**Problem requirements:**
Beginning at the line that includes "Could you point to every instance of the windshield", return each line exactly through the end of the listing, and no line before it.

**Task material:**
*** Block opens ***

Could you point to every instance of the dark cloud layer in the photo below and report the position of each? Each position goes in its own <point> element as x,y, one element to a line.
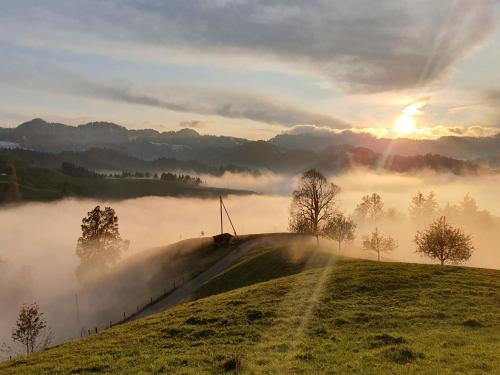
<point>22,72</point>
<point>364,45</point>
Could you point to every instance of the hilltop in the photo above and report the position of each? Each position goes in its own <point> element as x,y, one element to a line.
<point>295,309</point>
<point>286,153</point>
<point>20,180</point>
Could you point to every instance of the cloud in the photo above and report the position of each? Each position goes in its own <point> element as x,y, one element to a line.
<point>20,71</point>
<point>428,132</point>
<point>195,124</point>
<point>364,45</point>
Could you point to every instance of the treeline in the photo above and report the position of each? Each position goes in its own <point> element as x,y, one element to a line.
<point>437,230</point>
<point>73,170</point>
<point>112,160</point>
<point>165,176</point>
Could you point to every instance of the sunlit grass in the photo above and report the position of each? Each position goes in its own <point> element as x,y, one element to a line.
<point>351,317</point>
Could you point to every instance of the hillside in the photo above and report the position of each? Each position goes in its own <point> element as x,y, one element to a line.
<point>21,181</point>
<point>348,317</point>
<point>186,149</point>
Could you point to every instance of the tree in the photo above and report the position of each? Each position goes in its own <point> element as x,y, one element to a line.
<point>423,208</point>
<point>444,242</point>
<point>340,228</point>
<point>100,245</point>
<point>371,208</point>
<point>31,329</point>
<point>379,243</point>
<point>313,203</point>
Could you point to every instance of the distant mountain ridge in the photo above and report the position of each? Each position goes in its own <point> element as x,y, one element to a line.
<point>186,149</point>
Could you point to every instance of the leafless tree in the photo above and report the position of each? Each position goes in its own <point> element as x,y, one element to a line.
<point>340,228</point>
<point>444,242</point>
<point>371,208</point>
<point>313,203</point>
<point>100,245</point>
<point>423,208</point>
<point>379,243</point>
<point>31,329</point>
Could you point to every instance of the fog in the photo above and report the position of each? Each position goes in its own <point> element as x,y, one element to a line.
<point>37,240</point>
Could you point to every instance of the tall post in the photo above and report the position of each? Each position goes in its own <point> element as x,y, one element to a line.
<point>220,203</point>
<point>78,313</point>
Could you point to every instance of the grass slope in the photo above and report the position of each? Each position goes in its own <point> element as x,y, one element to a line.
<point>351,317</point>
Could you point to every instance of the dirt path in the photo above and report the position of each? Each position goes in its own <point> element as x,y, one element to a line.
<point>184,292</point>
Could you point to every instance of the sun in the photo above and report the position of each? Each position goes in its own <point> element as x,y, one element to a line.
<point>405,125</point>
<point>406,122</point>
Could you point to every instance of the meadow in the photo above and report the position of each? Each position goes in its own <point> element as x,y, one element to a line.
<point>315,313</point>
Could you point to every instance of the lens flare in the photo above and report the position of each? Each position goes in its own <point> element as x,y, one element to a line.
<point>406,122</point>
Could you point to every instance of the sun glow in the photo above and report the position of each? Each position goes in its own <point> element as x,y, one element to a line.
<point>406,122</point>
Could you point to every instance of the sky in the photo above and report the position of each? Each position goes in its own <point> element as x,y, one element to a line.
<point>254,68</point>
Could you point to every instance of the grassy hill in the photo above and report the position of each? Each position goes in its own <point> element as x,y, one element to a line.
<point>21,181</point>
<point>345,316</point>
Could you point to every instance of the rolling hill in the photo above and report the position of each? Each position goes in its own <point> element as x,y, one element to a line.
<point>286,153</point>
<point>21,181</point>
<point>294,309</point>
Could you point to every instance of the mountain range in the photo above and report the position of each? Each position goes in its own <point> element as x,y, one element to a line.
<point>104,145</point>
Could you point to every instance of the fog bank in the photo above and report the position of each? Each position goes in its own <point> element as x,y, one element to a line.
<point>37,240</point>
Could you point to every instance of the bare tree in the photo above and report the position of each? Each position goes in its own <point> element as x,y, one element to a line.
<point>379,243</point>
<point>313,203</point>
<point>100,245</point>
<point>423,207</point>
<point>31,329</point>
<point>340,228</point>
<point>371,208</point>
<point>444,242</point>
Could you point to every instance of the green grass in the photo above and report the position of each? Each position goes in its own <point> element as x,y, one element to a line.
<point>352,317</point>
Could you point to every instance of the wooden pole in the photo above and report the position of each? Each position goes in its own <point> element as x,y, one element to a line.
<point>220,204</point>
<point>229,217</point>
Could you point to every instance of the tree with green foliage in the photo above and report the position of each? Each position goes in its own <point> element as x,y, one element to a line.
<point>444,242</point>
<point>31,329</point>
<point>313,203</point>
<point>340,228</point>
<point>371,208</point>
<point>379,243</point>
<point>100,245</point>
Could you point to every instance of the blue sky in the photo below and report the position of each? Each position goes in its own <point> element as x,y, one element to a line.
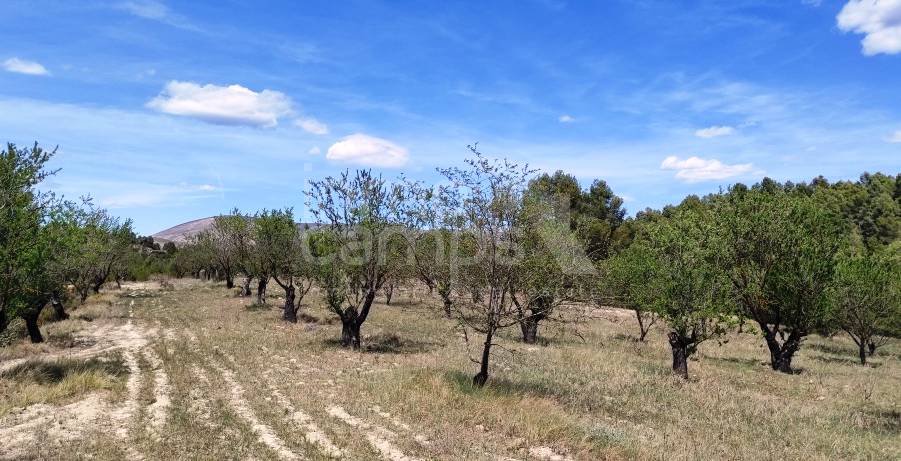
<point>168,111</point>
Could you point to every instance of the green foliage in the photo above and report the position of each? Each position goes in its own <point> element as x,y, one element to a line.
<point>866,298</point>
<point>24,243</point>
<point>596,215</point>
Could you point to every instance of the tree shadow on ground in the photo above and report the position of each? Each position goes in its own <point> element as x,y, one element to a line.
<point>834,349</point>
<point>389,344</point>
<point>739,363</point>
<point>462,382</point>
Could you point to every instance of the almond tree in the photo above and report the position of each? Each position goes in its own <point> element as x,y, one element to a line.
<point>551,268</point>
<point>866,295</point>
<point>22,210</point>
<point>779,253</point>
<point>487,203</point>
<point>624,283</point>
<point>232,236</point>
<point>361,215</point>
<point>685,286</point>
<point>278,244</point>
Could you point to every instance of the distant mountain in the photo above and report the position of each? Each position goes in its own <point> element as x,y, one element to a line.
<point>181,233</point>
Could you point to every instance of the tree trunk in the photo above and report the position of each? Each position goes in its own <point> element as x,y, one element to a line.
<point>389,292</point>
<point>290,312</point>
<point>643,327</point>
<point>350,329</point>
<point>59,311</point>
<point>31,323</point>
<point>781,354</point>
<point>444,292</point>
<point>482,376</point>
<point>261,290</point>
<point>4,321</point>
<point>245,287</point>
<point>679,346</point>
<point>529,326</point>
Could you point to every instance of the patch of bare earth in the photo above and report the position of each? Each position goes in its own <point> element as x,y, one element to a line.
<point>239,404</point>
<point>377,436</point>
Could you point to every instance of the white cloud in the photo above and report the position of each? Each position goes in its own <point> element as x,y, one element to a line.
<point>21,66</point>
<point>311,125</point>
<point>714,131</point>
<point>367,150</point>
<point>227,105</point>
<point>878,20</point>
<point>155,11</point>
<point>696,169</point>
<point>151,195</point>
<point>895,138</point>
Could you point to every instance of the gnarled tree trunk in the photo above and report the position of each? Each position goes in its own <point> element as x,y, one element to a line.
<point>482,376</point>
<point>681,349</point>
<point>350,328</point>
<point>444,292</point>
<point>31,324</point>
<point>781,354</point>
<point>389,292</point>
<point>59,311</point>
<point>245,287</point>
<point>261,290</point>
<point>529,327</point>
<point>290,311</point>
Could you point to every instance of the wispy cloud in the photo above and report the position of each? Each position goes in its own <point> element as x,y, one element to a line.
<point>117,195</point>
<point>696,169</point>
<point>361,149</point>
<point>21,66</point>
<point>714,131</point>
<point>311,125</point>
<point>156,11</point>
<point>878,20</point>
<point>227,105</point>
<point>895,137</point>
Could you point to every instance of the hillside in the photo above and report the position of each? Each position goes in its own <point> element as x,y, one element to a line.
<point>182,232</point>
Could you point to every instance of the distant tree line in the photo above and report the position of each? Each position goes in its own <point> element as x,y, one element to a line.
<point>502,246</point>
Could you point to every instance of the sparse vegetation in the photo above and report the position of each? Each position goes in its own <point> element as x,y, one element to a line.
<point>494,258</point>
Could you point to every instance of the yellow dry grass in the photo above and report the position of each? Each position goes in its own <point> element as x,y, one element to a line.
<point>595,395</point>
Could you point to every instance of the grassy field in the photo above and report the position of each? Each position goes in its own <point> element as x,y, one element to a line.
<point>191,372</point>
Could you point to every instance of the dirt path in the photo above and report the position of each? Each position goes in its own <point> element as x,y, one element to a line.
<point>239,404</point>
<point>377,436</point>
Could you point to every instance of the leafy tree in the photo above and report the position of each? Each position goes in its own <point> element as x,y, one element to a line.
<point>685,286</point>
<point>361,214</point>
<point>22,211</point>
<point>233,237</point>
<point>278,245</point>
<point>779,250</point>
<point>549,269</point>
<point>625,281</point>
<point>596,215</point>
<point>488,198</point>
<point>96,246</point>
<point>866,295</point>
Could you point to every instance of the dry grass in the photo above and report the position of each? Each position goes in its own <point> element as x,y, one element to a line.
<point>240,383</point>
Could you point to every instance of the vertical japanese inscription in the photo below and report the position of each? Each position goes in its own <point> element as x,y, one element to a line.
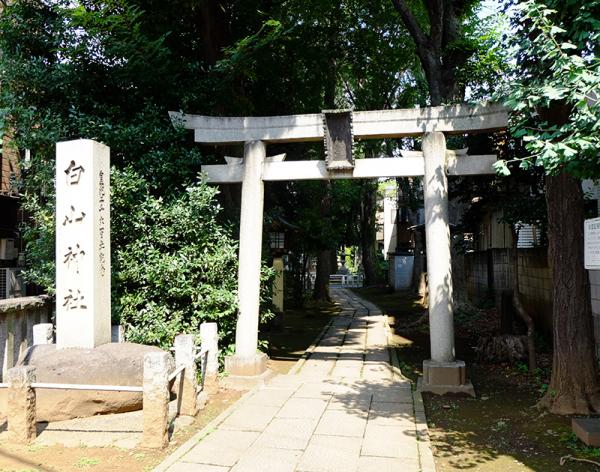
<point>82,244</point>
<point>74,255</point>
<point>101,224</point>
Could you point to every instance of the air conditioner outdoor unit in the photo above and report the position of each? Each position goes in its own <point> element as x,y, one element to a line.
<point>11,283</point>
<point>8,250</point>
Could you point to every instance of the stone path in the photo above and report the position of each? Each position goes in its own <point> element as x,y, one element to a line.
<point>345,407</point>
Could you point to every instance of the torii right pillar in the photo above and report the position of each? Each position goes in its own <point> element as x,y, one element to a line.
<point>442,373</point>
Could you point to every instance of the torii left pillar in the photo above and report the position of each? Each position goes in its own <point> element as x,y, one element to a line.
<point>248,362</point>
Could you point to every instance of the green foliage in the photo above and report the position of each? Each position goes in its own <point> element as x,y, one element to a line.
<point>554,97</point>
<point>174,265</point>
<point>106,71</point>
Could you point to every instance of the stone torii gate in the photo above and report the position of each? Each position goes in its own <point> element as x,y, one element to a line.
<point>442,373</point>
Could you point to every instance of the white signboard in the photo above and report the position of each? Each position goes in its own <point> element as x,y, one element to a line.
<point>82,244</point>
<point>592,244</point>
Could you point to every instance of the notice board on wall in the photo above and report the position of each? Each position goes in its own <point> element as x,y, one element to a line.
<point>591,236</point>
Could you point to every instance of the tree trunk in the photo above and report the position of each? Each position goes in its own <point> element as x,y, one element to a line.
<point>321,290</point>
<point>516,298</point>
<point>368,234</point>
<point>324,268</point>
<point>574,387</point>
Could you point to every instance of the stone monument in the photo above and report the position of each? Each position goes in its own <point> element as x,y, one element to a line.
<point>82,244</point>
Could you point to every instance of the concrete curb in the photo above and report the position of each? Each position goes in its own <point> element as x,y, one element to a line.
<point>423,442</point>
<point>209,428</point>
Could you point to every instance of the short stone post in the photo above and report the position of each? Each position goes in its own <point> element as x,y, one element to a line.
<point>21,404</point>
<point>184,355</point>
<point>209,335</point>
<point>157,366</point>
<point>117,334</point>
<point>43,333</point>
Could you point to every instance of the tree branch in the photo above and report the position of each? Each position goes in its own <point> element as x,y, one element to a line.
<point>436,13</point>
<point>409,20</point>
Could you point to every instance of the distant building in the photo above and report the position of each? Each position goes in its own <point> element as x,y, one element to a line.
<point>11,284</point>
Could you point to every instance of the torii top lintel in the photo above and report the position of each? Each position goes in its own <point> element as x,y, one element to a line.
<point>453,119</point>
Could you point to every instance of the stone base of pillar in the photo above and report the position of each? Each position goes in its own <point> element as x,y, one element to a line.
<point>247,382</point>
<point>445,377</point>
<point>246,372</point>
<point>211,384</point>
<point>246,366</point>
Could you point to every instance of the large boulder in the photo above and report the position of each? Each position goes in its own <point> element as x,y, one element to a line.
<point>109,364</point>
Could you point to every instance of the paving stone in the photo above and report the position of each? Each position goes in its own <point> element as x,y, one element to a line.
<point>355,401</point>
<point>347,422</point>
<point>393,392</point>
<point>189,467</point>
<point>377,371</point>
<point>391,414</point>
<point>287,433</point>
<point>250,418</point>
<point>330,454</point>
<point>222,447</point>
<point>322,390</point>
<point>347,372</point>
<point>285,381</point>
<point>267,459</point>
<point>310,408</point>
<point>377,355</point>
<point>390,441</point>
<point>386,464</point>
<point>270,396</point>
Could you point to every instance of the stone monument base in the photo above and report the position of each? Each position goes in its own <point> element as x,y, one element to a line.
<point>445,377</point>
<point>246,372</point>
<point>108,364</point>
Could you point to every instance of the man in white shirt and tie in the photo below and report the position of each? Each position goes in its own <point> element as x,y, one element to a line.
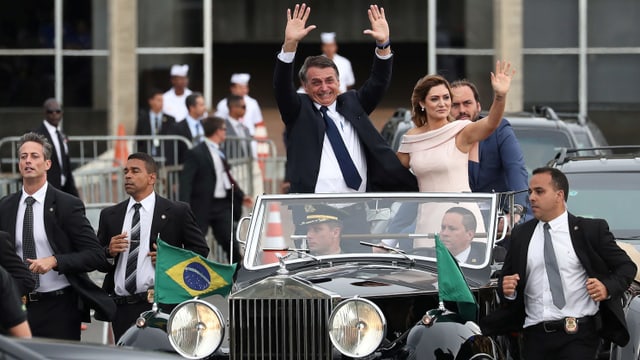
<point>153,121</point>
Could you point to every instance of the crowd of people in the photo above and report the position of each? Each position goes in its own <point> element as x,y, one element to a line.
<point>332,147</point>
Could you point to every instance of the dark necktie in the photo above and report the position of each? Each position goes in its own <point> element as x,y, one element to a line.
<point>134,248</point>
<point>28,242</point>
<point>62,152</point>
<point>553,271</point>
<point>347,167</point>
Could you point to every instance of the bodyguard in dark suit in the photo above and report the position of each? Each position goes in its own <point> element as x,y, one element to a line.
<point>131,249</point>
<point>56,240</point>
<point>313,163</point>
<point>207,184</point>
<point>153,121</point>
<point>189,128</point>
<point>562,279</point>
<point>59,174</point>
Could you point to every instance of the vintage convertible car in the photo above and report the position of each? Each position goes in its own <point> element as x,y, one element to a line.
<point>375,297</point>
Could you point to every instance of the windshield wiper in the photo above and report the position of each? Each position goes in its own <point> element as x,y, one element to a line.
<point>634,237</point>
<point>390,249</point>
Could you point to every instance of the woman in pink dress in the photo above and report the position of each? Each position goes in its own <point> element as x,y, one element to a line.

*** Block closes ***

**Result of this exercise:**
Could you point to every instance of the windshield wiper in the photo above and report the position of each? Each position goes in its own <point> element as x,y, one element to a line.
<point>634,237</point>
<point>390,249</point>
Could you point to every instance of the woman in pink dress in the photo above and report the position of each? Each position goes in its own <point> element as x,y, one element to a line.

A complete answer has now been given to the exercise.